● **What is needed**
Please carry the news article on Torie Champeny's run for the Beloit school board forward, starting after its last sentence.

● **Document extract**
BELOIT - Torie Champeny, 39, is running for the School District of Beloit Board of Education to raise academic scores by getting to the root of the district's biggest problem - lack of discipline.
"Kids who need help are not getting the attention they need because teachers are too busy babysitting the kids acting out," she said.
Teachers, she said, don't need more seminars or professional development days, but rather administration backing them up in disciplinary matters.
Champeny is one of eight candidates running for four positions on the board of education. She is married to Matt Champeny, a teacher at Fruzen Intermediate School, and has three daughters in the district. Champeny is also on the district's health insurance policy. When Champeny was asked how she would address potential conflicts of interest stemming from marriage to a district employee, she said would abstain from certain votes or recuse herself when necessary. She said the positives of being married to a teacher in the district outweighs the negative as she is familiar with the issues facing teachers. She also said she would be willing to consider getting her own health insurance if necessary.

● **Information**
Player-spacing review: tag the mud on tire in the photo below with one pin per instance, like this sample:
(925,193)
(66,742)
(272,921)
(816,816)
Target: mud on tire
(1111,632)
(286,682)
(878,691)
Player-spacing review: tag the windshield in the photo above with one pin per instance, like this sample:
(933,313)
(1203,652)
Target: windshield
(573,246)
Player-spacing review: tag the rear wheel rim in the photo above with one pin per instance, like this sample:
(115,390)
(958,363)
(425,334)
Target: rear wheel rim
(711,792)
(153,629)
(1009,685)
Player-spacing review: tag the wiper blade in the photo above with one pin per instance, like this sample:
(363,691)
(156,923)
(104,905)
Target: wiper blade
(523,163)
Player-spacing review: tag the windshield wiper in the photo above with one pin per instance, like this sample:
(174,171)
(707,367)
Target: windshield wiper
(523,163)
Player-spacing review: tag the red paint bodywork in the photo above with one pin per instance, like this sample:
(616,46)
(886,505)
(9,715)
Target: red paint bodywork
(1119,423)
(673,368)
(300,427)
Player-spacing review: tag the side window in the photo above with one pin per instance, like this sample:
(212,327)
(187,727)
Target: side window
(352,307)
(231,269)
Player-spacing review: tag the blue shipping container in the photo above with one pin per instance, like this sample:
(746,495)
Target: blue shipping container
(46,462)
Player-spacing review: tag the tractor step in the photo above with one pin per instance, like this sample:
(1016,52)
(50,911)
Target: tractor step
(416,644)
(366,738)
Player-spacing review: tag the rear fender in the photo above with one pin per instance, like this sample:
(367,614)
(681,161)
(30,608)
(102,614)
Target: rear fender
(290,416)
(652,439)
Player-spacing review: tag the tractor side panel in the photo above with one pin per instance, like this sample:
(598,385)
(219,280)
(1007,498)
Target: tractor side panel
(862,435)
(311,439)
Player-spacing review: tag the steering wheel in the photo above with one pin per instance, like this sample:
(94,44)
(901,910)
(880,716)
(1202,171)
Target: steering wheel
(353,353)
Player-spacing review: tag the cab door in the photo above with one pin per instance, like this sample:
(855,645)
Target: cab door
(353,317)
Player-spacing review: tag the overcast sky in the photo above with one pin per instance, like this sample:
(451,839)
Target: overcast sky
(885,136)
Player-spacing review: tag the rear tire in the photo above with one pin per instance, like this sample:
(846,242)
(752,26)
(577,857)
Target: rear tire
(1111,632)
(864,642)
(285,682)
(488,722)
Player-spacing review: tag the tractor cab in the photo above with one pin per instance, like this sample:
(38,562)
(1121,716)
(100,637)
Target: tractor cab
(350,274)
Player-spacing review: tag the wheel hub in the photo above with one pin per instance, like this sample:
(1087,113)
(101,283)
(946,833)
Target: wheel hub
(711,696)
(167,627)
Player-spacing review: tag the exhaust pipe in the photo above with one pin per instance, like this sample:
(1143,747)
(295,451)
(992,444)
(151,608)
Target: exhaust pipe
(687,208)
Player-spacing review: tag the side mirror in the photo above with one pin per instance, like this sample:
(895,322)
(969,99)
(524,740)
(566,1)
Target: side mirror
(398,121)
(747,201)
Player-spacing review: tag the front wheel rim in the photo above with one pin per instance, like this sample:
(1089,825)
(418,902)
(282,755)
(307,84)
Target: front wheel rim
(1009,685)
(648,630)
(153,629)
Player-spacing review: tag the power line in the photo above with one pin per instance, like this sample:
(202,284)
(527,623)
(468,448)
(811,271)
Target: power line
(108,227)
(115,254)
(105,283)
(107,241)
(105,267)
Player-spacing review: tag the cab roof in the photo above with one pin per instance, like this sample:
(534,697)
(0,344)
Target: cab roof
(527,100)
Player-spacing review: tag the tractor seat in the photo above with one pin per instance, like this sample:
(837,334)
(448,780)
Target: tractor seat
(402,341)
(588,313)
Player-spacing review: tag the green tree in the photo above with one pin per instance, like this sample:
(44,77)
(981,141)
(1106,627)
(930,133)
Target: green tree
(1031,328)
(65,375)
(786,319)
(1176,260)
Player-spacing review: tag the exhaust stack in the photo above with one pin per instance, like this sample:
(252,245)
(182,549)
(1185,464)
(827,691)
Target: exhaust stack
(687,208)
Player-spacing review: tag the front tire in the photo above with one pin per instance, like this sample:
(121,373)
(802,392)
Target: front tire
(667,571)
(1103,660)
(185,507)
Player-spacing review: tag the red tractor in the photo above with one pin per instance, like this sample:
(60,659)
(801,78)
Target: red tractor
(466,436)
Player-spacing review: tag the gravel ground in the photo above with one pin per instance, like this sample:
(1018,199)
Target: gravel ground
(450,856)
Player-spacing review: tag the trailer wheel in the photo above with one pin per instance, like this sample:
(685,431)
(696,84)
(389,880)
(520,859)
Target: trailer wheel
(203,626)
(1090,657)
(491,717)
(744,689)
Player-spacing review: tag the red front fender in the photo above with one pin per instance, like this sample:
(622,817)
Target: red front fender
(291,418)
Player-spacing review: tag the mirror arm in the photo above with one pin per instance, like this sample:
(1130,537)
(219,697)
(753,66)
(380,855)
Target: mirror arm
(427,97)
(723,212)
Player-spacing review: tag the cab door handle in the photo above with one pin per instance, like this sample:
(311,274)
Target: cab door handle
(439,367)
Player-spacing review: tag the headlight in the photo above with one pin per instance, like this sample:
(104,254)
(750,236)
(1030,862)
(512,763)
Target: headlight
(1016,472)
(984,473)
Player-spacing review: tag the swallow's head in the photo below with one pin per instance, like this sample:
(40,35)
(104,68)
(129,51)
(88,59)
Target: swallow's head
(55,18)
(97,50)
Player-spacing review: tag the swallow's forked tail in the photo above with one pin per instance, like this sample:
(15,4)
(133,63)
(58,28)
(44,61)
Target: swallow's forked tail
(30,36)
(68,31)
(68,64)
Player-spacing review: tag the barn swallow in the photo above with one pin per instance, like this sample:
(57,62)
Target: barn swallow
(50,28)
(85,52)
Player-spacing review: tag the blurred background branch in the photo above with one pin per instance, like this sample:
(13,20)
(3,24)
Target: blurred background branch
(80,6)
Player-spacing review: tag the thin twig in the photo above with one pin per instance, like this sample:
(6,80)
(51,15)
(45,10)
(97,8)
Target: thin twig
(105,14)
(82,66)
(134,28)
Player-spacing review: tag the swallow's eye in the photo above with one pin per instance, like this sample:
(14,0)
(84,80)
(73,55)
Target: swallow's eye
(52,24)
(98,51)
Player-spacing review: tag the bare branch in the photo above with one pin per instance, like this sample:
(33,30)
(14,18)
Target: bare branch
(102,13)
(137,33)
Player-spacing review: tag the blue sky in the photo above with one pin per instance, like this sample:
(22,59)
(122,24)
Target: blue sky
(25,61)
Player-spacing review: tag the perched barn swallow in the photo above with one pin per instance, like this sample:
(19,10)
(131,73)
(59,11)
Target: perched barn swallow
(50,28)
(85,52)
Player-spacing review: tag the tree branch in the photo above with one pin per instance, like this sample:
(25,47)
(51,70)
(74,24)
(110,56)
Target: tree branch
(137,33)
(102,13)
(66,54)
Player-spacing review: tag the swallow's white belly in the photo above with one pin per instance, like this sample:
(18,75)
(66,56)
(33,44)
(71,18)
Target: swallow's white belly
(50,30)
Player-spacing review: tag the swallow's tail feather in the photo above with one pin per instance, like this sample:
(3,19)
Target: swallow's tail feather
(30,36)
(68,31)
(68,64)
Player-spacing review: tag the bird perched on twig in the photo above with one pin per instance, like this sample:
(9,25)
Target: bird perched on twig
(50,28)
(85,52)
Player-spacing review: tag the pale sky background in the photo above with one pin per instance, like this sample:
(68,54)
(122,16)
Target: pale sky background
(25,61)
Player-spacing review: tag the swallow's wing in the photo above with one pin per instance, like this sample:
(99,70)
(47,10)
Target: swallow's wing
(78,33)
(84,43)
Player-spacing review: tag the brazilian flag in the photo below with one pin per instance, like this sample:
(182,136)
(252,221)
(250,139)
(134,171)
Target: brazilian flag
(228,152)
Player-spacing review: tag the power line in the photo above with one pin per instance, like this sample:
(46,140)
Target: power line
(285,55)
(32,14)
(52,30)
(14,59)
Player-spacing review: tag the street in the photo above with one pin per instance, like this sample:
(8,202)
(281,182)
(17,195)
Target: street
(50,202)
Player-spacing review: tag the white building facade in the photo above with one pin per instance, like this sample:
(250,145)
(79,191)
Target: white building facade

● **Answer to the problem**
Champeny's marriage to a district employee could present challenges to her as the Daily News learned when Board of Education Vice President David Wilson was running for school board. Wilson is married to an assistant principal at Beloit Memorial High School, Janay Banks-Wilson.
Legal opinions state school board members should not participate in discussions, negotiations, or vote on anything that relates to his or her spouse's salary or benefits. According to guidance by the Wisconsin Ethics Board, a board member with a district-employed spouse can only vote on the budget only if all contracts have been concluded. Board members covered by the district's health insurance plan should not participate in the consideration of the terms of that plan or the award of the district's health insurance contract. Conflict of interest issues can arise if a board member with a spouse employed in a district participates in compensation or benefit matters even if they are not directly related to the spouse, because settlements or decisions at one level of employment can be considered as setting a precedent for others.
Champeny grew up in Superior, Wisconsin, and earned a bachelor of science degree in human development from UW Madison. She worked at the UW Cancer Center for 12 years until 2014 when she began working as a project manager for oncology research for Covance, working remotely in her home. She is currently serving on the school district's fiscal committee.
Champeny said her two of her three children were open enrolled to the Turner School District for two years, but then were brought back to the Beloit School District which she said has a lot more opportunities to offer than area districts with many advanced placement classes and extra curricular activities as well as a strong curriculum. She said the district is much better than the state report cards reflect, noting some of Beloit's students are the brightest in the area.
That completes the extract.